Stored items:
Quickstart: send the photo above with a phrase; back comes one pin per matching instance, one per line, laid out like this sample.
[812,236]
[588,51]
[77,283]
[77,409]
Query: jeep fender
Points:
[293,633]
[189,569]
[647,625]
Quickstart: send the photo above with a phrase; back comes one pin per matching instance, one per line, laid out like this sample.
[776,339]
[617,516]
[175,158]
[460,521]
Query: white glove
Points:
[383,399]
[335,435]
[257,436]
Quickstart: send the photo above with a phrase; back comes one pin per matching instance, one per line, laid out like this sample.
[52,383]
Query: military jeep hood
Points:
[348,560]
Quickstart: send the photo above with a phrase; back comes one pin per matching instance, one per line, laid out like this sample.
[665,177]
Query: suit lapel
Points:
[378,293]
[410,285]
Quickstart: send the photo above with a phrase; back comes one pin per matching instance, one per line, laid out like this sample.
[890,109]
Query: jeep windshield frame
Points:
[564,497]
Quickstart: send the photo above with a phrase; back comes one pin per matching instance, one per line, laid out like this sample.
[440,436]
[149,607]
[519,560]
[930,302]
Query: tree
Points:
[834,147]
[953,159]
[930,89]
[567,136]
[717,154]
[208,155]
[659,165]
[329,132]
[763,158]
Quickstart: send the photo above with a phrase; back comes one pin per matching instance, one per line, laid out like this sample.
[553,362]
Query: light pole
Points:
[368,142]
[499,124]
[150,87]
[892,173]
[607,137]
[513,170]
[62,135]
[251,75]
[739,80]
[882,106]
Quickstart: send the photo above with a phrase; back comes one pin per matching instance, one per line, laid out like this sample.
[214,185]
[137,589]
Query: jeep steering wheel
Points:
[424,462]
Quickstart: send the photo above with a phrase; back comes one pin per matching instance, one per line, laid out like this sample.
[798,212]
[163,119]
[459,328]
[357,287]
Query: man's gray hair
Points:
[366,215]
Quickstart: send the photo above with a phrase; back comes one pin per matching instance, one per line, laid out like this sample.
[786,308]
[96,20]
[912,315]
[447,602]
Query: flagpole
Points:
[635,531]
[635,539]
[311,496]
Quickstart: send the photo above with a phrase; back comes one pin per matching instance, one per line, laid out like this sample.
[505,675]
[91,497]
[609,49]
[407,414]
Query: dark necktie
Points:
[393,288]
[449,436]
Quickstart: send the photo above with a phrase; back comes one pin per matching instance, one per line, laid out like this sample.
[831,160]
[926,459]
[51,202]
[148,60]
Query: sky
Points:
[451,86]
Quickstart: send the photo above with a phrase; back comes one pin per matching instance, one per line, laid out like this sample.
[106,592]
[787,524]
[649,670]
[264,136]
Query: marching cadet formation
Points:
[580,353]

EXERCISE DETAILS:
What is needed is each line from the records with the word "jeep" in it.

SOLVED PROBLEM:
Query: jeep fender
Query: military jeep hood
Query: jeep windshield frame
Query: jeep steering wheel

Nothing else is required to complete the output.